══ TEXT BLOCK

Leaves have their time to fall,
And flowers to wither at the north-wind's breath,
And stars to set; but all, Thou hast all seasons
for thine own, O Death!
~ John Milton, The Hour of Death ~
And flowers to wither at the north-wind's breath,
And stars to set; but all, Thou hast all seasons
for thine own, O Death!
~ John Milton, The Hour of Death ~
Dear Ones,
Dying is such a mysterious process. My mother has now been on Hospice for a month. Her doctor didn't even think that she would last 2 weeks once on Hospice, and she is more than ready to go, she wants to go, she can no longer sit up alone, is terribly weak and thin, and when you talk to her -- if she's able to talk for a minute at all -- she sounds as if she is drifting away. On Thanksgiving, just as we were all about to sit down to eat, mom wanted to tell us all goodbye. She said that "this was it," and I asked her how she knew, what made her think this was the time, and she said she just knew. She wants badly for it all to be over, and yet here she still is. A devout Catholic, my mother sees the Virgin Mary sitting on the bed next to her, holding her hand. She says that Mary is going to help her over to the other side. And yet the tiny delicate woman that she has become sleeps all day, becomes weaker and weaker, and no one can see how this can go on much longer.

════

■ **TASK OBJECTIVE**
Write out the entire hospice letter word for word, keeping every line in its original order. The items that follow were taken from a different source than this letter.

══ DATA PROVIDED

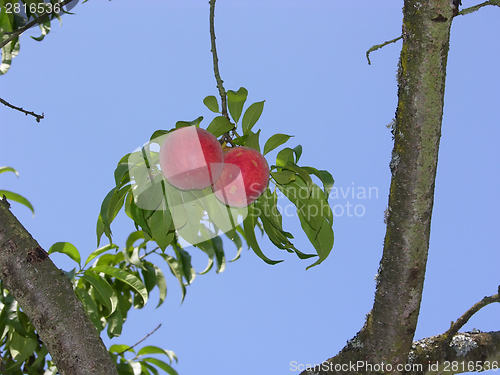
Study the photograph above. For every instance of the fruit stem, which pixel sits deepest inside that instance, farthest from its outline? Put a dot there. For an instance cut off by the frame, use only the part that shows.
(219, 80)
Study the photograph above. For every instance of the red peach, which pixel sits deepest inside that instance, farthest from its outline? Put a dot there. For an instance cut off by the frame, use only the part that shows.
(191, 158)
(244, 178)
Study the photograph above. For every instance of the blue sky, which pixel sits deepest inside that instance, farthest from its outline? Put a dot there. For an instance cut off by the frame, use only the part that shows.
(115, 72)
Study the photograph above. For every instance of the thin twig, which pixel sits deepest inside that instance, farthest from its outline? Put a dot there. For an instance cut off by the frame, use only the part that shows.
(219, 80)
(377, 46)
(138, 342)
(469, 313)
(38, 117)
(475, 8)
(39, 19)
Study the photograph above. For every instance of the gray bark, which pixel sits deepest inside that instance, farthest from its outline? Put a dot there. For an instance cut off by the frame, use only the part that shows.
(46, 295)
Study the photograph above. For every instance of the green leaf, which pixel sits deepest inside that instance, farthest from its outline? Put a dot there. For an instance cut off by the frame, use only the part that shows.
(240, 141)
(161, 284)
(66, 248)
(122, 175)
(220, 257)
(275, 141)
(161, 225)
(120, 348)
(298, 152)
(301, 172)
(219, 126)
(17, 198)
(21, 347)
(284, 156)
(249, 228)
(252, 140)
(208, 248)
(156, 350)
(45, 28)
(9, 51)
(235, 102)
(176, 269)
(322, 240)
(183, 124)
(239, 246)
(111, 205)
(251, 116)
(283, 177)
(158, 136)
(90, 307)
(126, 277)
(8, 169)
(184, 258)
(99, 251)
(103, 291)
(211, 103)
(162, 365)
(325, 177)
(133, 238)
(115, 324)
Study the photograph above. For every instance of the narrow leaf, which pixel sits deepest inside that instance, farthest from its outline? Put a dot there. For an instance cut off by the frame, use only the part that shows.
(66, 248)
(8, 169)
(103, 291)
(126, 277)
(219, 126)
(17, 198)
(236, 101)
(251, 116)
(275, 141)
(211, 103)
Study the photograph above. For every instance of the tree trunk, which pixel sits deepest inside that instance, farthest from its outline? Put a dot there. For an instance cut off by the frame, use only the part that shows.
(387, 336)
(46, 296)
(417, 131)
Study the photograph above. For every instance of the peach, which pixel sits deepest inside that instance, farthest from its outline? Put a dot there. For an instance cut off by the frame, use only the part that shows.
(191, 158)
(244, 178)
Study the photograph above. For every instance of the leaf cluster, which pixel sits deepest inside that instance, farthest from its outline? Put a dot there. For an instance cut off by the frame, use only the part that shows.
(170, 217)
(16, 16)
(109, 284)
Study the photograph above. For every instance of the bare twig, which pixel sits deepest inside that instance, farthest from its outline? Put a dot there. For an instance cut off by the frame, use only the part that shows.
(39, 19)
(377, 46)
(219, 80)
(475, 8)
(469, 313)
(138, 342)
(37, 117)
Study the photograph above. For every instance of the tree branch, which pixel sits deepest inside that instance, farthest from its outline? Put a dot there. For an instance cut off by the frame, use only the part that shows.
(46, 296)
(421, 86)
(37, 117)
(466, 352)
(39, 19)
(222, 91)
(469, 313)
(475, 8)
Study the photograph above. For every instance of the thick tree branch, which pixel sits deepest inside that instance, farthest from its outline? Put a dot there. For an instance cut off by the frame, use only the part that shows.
(466, 352)
(421, 82)
(387, 335)
(475, 8)
(37, 117)
(469, 313)
(46, 296)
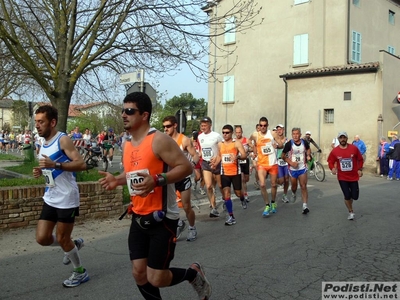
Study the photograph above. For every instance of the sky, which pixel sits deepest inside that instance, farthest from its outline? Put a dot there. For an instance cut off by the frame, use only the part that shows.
(184, 81)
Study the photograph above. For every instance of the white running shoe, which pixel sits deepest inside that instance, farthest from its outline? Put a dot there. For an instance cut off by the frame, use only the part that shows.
(192, 234)
(351, 216)
(76, 279)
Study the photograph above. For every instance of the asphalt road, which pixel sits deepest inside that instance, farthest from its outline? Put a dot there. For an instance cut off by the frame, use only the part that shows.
(285, 256)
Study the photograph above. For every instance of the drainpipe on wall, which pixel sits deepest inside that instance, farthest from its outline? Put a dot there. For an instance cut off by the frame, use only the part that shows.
(380, 134)
(348, 33)
(286, 97)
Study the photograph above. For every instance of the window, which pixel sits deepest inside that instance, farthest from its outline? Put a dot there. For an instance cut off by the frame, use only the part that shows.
(229, 89)
(347, 96)
(391, 17)
(230, 32)
(300, 1)
(356, 47)
(300, 50)
(329, 115)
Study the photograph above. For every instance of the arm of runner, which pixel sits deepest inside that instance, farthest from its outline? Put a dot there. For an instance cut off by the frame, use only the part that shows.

════

■ **TASK RESPONSE**
Leaves have their time to fall,
And flowers to wither at the north-wind's breath,
And stars to set; but all, Thou hast all seasons
for thine own, O Death!
~ John Milton, The Hour of Death ~
And flowers to wither at the north-wind's breath,
And stars to set; but all, Thou hast all seasons
for thine own, O Death!
~ John Milton, The Hour of Death ~
Dear Ones,
Dying is such a mysterious process. My mother has now been on Hospice for a month. Her doctor didn't even think that she would last 2 weeks once on Hospice, and she is more than ready to go, she wants to go, she can no longer sit up alone, is terribly weak and thin, and when you talk to her -- if she's able to talk for a minute at all -- she sounds as if she is drifting away. On Thanksgiving, just as we were all about to sit down to eat, mom wanted to tell us all goodbye. She said that "this was it," and I asked her how she knew, what made her think this was the time, and she said she just knew. She wants badly for it all to be over, and yet here she still is. A devout Catholic, my mother sees the Virgin Mary sitting on the bed next to her, holding her hand. She says that Mary is going to help her over to the other side. And yet the tiny delicate woman that she has become sleeps all day, becomes weaker and weaker, and no one can see how this can go on much longer.